YOUR INSTRUCTIONS
Everything from the line containing "Where can you find the dark" through the end of the entries below must be set down exactly, and nothing else.

INPUT FOR THIS TASK
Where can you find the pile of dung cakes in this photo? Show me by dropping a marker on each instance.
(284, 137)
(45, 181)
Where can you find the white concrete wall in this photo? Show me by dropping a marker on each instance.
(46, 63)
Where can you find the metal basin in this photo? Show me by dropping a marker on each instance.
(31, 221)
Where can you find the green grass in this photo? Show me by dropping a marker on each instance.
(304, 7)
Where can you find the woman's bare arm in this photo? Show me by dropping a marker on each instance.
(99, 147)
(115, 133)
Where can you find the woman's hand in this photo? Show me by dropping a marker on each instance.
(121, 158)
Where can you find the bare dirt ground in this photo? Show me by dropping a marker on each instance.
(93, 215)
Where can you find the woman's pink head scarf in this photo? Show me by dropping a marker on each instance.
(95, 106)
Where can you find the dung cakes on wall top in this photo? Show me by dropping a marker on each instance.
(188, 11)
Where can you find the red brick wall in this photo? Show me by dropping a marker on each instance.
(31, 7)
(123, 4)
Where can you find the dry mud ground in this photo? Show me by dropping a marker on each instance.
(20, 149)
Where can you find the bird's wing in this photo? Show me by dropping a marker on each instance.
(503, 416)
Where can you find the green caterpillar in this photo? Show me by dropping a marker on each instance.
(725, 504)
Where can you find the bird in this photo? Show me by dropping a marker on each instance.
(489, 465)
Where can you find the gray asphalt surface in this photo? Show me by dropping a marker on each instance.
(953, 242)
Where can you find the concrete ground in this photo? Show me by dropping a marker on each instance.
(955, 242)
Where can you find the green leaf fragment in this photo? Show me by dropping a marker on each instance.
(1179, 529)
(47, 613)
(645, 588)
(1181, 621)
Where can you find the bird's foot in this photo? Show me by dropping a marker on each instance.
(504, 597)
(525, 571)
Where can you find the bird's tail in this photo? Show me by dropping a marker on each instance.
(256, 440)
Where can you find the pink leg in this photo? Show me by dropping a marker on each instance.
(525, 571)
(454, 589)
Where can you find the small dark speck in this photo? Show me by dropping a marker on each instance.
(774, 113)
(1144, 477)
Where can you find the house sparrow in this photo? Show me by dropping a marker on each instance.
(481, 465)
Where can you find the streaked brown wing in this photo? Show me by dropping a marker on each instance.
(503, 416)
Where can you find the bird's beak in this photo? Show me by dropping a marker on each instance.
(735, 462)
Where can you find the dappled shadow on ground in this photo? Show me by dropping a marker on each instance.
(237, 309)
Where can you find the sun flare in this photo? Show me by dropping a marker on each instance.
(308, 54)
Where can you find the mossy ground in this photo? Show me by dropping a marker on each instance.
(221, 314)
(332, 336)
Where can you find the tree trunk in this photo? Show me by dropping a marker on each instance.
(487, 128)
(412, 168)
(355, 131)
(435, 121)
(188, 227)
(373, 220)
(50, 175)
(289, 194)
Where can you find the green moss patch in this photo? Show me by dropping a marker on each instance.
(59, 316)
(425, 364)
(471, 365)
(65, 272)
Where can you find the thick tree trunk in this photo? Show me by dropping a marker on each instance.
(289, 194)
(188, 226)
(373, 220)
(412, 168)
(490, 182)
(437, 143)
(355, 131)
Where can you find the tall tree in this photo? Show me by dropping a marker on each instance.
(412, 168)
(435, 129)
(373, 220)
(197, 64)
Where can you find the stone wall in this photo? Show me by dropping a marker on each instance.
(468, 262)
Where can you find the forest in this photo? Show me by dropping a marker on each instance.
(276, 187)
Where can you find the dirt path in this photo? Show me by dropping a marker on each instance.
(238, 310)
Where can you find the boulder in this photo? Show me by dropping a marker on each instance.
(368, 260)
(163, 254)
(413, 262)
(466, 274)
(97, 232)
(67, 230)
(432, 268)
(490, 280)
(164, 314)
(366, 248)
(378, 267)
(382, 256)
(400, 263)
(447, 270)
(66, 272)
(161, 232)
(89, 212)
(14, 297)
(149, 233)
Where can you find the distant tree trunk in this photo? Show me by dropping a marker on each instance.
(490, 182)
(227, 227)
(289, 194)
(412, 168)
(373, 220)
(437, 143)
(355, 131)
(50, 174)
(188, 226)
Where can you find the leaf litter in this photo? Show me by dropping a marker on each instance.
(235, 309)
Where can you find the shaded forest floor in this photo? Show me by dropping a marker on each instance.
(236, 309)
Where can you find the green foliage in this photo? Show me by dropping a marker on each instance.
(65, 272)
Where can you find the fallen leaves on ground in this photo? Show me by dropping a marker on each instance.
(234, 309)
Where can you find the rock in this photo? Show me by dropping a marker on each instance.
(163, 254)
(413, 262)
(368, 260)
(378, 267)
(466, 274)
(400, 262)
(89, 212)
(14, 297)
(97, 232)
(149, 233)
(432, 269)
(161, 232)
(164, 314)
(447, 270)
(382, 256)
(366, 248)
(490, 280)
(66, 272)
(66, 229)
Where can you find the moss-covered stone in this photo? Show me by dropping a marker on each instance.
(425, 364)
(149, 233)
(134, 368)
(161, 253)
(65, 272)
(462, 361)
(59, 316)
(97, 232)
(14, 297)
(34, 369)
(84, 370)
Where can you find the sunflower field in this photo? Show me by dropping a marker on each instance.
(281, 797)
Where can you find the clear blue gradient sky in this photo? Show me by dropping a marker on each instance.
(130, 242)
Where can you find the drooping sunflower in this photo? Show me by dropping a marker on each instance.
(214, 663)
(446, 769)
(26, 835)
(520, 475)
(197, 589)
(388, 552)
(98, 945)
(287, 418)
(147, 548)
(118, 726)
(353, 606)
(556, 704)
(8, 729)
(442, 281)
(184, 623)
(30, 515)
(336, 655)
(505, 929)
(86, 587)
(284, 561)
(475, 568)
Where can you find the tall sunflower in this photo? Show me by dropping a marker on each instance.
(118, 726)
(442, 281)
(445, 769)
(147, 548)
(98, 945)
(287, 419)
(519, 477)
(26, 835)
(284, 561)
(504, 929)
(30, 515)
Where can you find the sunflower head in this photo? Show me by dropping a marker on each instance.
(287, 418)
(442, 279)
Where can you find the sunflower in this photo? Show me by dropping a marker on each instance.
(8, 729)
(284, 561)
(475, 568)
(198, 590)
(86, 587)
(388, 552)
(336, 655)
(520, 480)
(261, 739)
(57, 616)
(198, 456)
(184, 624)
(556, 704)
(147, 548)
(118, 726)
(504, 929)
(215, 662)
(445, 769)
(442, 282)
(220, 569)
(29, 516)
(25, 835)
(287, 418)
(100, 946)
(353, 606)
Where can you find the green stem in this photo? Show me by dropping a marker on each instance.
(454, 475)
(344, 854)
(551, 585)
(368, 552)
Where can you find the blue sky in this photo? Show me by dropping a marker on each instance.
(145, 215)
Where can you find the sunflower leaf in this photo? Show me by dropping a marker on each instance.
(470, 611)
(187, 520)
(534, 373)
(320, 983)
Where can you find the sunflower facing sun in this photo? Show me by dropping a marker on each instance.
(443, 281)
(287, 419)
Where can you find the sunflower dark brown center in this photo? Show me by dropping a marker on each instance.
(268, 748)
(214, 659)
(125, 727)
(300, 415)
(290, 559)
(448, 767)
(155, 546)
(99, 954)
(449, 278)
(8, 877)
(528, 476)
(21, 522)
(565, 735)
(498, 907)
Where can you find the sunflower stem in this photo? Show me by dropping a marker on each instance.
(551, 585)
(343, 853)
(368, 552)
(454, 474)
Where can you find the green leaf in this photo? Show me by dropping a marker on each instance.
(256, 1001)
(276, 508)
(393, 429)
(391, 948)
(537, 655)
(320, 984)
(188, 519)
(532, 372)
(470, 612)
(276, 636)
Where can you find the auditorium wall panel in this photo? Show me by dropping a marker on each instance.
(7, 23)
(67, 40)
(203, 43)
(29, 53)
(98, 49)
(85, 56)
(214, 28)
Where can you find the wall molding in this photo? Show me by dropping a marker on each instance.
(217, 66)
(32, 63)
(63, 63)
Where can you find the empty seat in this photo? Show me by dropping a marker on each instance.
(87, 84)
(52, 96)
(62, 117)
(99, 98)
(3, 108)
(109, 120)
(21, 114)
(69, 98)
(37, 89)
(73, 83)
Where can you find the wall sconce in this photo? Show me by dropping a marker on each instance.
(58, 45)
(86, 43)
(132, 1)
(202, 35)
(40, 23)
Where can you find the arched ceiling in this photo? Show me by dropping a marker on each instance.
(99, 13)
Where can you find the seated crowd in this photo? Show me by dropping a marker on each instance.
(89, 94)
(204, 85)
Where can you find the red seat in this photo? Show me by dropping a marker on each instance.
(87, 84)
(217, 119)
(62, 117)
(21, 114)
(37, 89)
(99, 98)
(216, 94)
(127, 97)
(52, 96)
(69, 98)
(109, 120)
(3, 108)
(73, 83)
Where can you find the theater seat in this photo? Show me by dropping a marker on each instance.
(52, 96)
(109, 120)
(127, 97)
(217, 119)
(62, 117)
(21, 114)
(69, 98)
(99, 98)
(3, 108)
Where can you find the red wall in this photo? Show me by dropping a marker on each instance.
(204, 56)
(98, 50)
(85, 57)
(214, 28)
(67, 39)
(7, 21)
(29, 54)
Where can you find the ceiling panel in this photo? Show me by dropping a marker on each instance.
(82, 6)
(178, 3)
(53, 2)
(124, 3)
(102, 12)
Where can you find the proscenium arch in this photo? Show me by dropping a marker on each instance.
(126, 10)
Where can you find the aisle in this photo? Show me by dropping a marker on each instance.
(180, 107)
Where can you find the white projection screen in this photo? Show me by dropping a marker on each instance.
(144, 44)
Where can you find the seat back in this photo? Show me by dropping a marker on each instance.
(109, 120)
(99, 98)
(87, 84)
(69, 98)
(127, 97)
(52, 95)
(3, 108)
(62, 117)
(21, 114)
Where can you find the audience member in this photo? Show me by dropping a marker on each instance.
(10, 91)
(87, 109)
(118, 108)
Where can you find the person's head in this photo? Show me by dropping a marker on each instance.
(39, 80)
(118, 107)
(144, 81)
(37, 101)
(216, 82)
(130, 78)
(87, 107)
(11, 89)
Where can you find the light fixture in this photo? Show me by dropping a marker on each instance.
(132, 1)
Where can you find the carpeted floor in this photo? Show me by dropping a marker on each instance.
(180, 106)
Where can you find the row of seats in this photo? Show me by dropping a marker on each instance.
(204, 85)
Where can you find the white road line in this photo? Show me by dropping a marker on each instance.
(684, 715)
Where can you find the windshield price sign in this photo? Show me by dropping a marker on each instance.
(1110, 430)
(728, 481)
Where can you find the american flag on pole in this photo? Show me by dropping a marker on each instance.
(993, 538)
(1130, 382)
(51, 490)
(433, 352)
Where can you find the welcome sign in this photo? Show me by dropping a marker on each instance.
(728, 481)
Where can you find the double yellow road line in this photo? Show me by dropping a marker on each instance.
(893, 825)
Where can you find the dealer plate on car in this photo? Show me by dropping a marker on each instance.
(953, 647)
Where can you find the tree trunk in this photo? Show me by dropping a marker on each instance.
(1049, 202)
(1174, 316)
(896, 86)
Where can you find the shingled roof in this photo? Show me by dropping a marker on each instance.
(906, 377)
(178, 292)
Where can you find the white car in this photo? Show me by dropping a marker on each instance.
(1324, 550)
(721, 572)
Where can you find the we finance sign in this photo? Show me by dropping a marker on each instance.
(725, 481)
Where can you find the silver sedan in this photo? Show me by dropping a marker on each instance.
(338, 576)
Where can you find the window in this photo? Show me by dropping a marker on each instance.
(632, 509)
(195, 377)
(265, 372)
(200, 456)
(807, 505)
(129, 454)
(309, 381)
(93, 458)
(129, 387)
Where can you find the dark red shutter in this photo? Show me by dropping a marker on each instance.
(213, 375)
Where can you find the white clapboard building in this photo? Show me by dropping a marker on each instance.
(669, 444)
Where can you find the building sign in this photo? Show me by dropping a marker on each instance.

ANSWER BELOW
Where can you find the dark red shutter in this photo? Show me by dropping a marker on each instance.
(213, 375)
Where can you find the white clapboard building in this photo? Show me by dropping a marker on each instance.
(669, 444)
Where can you find the building sign in this photo? Show me by dropping a marker on each instance.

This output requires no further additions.